[Begin]

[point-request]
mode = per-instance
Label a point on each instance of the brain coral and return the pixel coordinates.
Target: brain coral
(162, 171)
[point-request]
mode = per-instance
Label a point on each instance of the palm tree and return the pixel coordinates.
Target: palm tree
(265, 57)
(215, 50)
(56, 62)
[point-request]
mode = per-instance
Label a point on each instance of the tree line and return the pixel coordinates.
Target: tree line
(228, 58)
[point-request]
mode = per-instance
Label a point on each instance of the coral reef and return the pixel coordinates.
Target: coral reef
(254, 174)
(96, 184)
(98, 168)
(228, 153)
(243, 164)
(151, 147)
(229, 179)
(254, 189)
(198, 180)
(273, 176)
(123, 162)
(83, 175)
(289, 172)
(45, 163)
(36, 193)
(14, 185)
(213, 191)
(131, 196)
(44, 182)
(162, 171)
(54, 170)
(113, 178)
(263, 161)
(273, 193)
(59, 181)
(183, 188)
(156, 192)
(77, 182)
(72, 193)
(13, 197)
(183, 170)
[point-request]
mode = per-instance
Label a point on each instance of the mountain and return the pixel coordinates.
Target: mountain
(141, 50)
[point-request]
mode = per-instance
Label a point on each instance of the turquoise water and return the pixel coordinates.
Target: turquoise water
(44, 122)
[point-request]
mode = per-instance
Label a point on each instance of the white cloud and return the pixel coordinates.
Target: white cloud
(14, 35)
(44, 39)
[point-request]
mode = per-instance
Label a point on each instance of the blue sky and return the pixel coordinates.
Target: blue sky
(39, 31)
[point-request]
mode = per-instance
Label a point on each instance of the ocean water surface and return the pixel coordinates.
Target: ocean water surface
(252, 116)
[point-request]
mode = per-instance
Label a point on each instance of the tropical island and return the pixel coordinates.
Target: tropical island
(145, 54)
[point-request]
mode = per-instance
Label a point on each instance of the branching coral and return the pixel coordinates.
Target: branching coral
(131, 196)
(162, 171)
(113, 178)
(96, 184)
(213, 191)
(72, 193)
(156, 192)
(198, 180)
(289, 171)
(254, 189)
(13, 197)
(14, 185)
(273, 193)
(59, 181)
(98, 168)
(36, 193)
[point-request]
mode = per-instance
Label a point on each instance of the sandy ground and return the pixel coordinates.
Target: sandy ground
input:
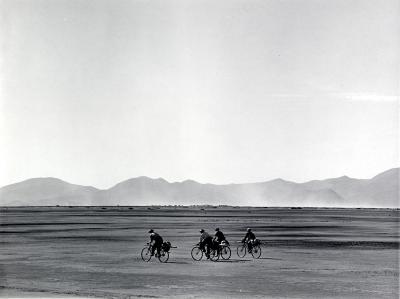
(95, 252)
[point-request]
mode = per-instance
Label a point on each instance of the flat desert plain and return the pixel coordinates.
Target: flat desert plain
(95, 252)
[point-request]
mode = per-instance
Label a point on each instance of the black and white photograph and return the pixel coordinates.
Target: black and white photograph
(199, 149)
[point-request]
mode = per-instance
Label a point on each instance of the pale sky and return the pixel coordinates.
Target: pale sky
(96, 92)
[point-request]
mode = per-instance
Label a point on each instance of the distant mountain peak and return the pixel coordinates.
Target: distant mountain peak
(380, 191)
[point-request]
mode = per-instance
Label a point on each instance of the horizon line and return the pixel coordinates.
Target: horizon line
(191, 180)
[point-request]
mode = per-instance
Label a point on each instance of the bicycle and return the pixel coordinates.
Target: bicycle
(197, 253)
(255, 251)
(163, 257)
(224, 250)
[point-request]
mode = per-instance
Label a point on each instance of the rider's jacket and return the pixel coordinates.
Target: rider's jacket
(156, 238)
(204, 236)
(249, 236)
(220, 236)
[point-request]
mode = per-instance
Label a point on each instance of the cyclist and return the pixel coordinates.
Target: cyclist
(205, 241)
(219, 236)
(157, 241)
(250, 237)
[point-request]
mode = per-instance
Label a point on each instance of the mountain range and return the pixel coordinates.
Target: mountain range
(381, 191)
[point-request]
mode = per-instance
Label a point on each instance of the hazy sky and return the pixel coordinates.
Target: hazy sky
(95, 92)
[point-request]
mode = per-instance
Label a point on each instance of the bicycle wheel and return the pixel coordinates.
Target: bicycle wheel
(146, 254)
(241, 250)
(226, 253)
(256, 252)
(197, 253)
(214, 255)
(164, 256)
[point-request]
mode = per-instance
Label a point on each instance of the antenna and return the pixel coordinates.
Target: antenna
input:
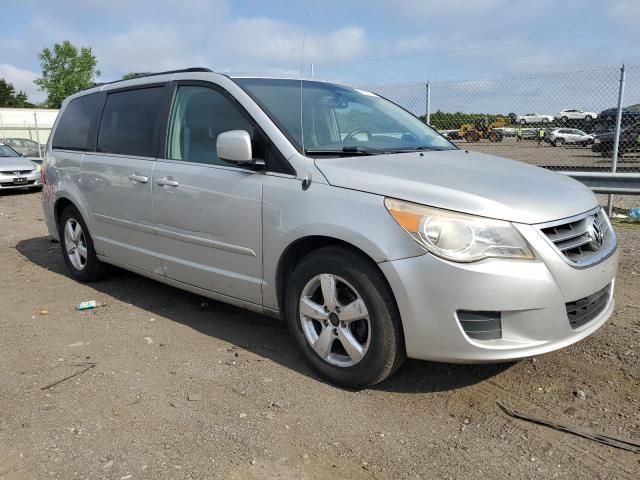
(306, 179)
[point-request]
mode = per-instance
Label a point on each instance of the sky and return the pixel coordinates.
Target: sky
(363, 42)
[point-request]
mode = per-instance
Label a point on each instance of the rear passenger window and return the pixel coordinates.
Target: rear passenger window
(72, 132)
(130, 121)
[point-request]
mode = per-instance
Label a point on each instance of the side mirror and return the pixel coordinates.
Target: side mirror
(234, 146)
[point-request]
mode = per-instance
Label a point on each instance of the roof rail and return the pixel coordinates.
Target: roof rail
(143, 75)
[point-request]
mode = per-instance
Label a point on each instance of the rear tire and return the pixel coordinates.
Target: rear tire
(357, 282)
(77, 247)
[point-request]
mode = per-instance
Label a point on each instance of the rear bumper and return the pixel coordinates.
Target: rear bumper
(531, 297)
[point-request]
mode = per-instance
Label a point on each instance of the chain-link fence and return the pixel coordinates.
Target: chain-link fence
(565, 120)
(26, 130)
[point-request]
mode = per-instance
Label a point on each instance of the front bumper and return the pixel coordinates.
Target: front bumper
(531, 297)
(32, 179)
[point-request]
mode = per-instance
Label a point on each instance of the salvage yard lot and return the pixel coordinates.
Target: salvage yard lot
(185, 387)
(569, 156)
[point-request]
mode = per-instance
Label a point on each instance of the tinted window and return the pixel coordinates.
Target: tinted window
(129, 122)
(72, 132)
(199, 115)
(334, 117)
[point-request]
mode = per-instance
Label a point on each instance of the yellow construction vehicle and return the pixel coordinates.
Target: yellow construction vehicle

[End]

• _WHAT TO PRODUCE_: Give back all entries exactly. No pictures belong in the copy.

• _FINAL RESULT_:
[point-request]
mode = per-instance
Label a point on each instance of the brain coral and return the pixel coordinates.
Target: brain coral
(162, 171)
[point-request]
mode = per-instance
Label a point on each instance of the palm tree and return the pixel coordinates.
Target: palm tree
(265, 57)
(215, 50)
(56, 62)
[point-request]
mode = per-instance
Label a point on each instance of the tree line and return the pixel coordinates.
Target: tree line
(228, 58)
[point-request]
mode = per-instance
Label a point on each instance of the coral reef and return the pixel coordinates.
Target: coral reef
(254, 174)
(96, 184)
(98, 168)
(228, 153)
(243, 164)
(151, 147)
(229, 179)
(254, 189)
(198, 180)
(273, 176)
(123, 162)
(83, 175)
(289, 172)
(45, 163)
(36, 193)
(14, 185)
(213, 191)
(131, 196)
(44, 182)
(162, 171)
(54, 170)
(113, 178)
(263, 161)
(273, 193)
(59, 181)
(183, 188)
(156, 192)
(77, 182)
(72, 193)
(13, 197)
(183, 170)
[point-request]
mode = per-instance
Label a point on each instance of the mountain and return the pixel coordinates.
Target: mountain
(141, 50)
[point-request]
mode = per-instance
Label a point on each instance of the turquoise water and return the pixel coordinates.
Target: turquoise water
(44, 122)
[point-request]
mode = per-instance
Label a point on each instance of the white cloud and return the pixel coordinates.
Target: white cloud
(14, 35)
(44, 39)
[point-request]
mode = per-instance
Label a point on each instance of the blue sky and return the pixel coordinates.
Target: blue sky
(39, 31)
[point-request]
mode = per-instance
Label a point on each instance of the ocean water surface and return the pixel coordinates.
Target: ocean water surface
(252, 116)
[point-request]
mode = per-instance
Label a point on each instance of the tropical island and return the pixel coordinates.
Target: tropical island
(145, 54)
[point-request]
mode = per-instance
Label a point on each instance of the branching coral and return the pixel coordinates.
Target: branching coral
(131, 196)
(162, 171)
(113, 178)
(96, 184)
(213, 191)
(72, 193)
(156, 192)
(198, 180)
(289, 171)
(254, 189)
(13, 197)
(14, 185)
(273, 193)
(59, 181)
(98, 168)
(36, 193)
[point-request]
mode = per-instance
Label a point on each instance of the sandy ground and return the pixel coordinates.
Target: sandy ground
input:
(95, 252)
[point-request]
mode = per-instance
Label a point on each instance of the flat desert plain and return the pixel coordinates.
Target: flat desert plain
(95, 252)
[point-request]
mode = per-instance
Label a point on each instance of the black and white photograph and return the pixel coordinates.
Target: black and white photograph
(199, 149)
[point-request]
mode = per-instance
Label a point on each instance of the pale sky and return the pixel coordinates.
Target: pale sky
(96, 92)
[point-request]
mode = per-instance
Label a point on each instance of the distant mountain peak and return the pixel coordinates.
Target: distant mountain peak
(380, 191)
[point-request]
mode = per-instance
Label a point on each instance of the horizon line and return the pixel coordinates.
Target: horizon line
(191, 180)
[point-request]
mode = per-instance
Label a point on each instance of the bicycle and return the pixel coordinates.
Target: bicycle
(197, 253)
(255, 251)
(163, 257)
(224, 250)
[point-request]
mode = per-instance
Label a point on each instance of the rider's jacket and return the pixel coordinates.
Target: rider's jacket
(156, 238)
(204, 236)
(249, 236)
(220, 236)
[point-request]
mode = per-instance
Label a point on each instance of the cyclist and return the pixel coordinates.
Target: cyclist
(205, 241)
(219, 236)
(157, 241)
(250, 237)
[point-request]
mode = per-instance
Label a point on each instance of the mountain range and return the pixel coordinates.
Target: mountain range
(381, 191)
[point-request]
mode = per-instance
Label a point on each instance of the hazy sky and return the pixel coordinates.
Target: hazy sky
(95, 92)
[point-request]
mode = per-instance
Label a point on each instance of the bicycle wheel and return the pixel coordinates.
Target: bicycle wheel
(146, 254)
(241, 250)
(226, 253)
(256, 252)
(197, 253)
(214, 255)
(164, 256)
[point-request]
mode = per-instance
Label a point on each instance of the antenna and return the pixel coordinates.
Target: antenna
input:
(306, 179)
[point-request]
mode = per-instance
Label a point on each instance of the sky and return the pixel coordinates.
Target: sky
(363, 42)
[point-request]
mode = per-instance
Label a point on each instance of the rear passenger window and return the pixel coordinates.
Target: rear passenger window
(72, 132)
(130, 121)
[point-request]
mode = per-instance
Label a point on each instance of the side mirror and return the pixel coordinates.
Target: side mirror
(234, 146)
[point-request]
mode = per-instance
Label a point on each instance of the roof rail and return the pixel coordinates.
Target: roof rail
(143, 75)
[point-request]
mode = per-instance
Label a point on each instance of the rear tire and return the pixel coordinates.
Target: rear tire
(357, 282)
(77, 247)
[point-request]
mode = per-instance
Label a point on each instance of the rear bumper and return the pixel coordinates.
Target: rear bumper
(531, 297)
[point-request]
mode = per-instance
Label a point on each instance of the chain-link fence and return the pixel coordinates.
Target: chain-link fence
(565, 120)
(26, 130)
[point-request]
mode = per-instance
Label a point on each instance of the front bumper and return the pixel coordinates.
Target: front bumper
(531, 297)
(32, 179)
[point-request]
mode = per-instance
Label a point on each instance of the salvage yard lot and return the pixel coordinates.
Target: salvage yard lot
(185, 387)
(569, 156)
[point-request]
mode = per-instance
Label a point on each instance of the tinted window and return the pixel coordinates.
Target: tinted window
(129, 122)
(72, 132)
(199, 115)
(334, 117)
[point-request]
mode = per-instance
Label a point on each instance of the yellow construction vehicle and return the pixel coordinates.
Target: yellow construction vehicle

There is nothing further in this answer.